Show all lines of the listing that hold the word "Mark".

**** Records supplied ****

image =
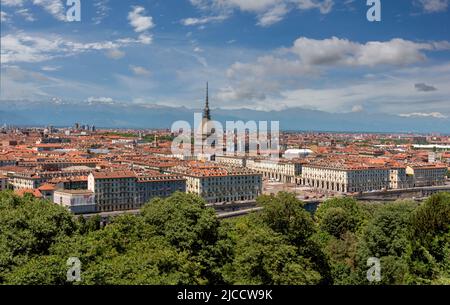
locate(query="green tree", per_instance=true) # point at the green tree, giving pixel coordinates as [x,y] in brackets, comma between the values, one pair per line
[28,228]
[265,257]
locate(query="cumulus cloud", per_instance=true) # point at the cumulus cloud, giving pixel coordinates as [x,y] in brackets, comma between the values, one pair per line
[436,115]
[139,21]
[115,54]
[54,7]
[50,68]
[100,100]
[141,71]
[12,2]
[26,14]
[3,16]
[267,12]
[203,20]
[36,48]
[336,51]
[433,6]
[424,87]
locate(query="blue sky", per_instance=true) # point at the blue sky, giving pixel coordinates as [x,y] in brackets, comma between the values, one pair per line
[259,54]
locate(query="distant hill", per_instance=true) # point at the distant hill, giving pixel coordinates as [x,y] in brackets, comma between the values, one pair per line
[122,115]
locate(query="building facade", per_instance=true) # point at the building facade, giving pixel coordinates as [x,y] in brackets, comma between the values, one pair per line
[217,184]
[77,201]
[126,190]
[282,170]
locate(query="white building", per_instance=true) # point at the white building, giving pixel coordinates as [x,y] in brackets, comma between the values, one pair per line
[217,184]
[77,201]
[282,170]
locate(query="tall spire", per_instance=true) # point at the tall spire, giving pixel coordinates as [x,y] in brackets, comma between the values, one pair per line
[206,111]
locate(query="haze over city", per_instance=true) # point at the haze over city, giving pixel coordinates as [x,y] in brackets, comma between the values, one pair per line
[225,151]
[262,55]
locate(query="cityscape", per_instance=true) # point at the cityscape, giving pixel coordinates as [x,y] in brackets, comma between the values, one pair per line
[229,148]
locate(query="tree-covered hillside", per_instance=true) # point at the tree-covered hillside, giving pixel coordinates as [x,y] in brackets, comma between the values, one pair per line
[179,241]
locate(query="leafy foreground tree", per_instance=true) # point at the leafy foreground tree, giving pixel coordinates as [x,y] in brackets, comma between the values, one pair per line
[275,246]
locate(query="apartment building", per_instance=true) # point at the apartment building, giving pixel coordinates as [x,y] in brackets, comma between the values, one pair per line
[282,170]
[238,161]
[3,182]
[34,179]
[126,190]
[341,177]
[220,184]
[77,201]
[425,174]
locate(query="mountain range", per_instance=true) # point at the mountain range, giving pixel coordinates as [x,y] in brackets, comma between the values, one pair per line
[126,115]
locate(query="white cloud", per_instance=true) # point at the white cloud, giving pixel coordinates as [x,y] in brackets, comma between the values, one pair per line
[203,20]
[102,10]
[145,38]
[335,51]
[436,115]
[267,12]
[115,54]
[25,13]
[3,16]
[12,2]
[141,71]
[50,68]
[100,100]
[357,108]
[138,21]
[433,6]
[35,48]
[54,7]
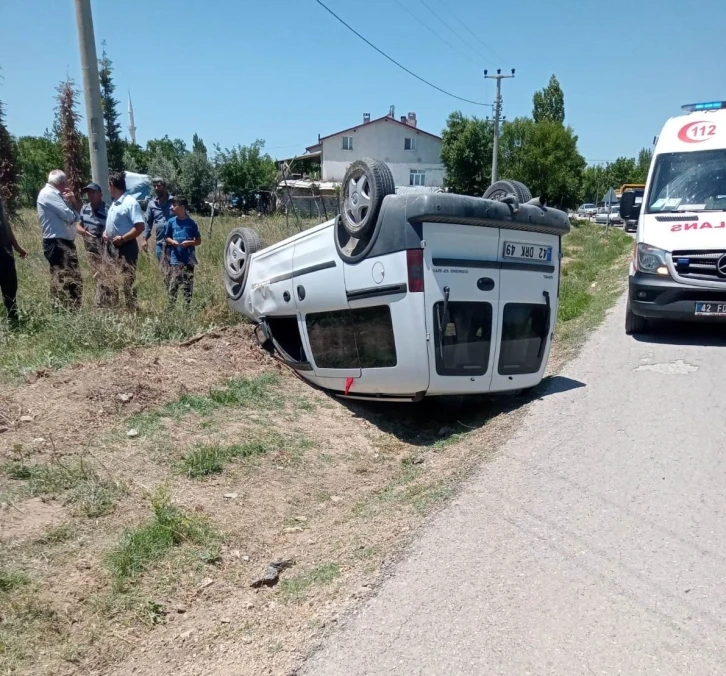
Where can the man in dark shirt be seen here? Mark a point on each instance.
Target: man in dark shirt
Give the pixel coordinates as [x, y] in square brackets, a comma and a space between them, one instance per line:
[8, 274]
[158, 213]
[182, 237]
[91, 228]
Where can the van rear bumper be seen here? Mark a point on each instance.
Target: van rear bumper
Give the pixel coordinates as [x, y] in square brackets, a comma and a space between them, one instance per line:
[656, 297]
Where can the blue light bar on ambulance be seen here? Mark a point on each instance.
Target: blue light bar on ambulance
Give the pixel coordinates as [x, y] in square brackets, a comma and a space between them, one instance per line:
[710, 105]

****

Exercise response »
Where can the man in dark shirt be seen here? Mark a point on each instance.
Where can the van rear bumper be seen here? Mark a point on each instance.
Where can the blue light bar on ambulance be seen here? Mark a point on each instance.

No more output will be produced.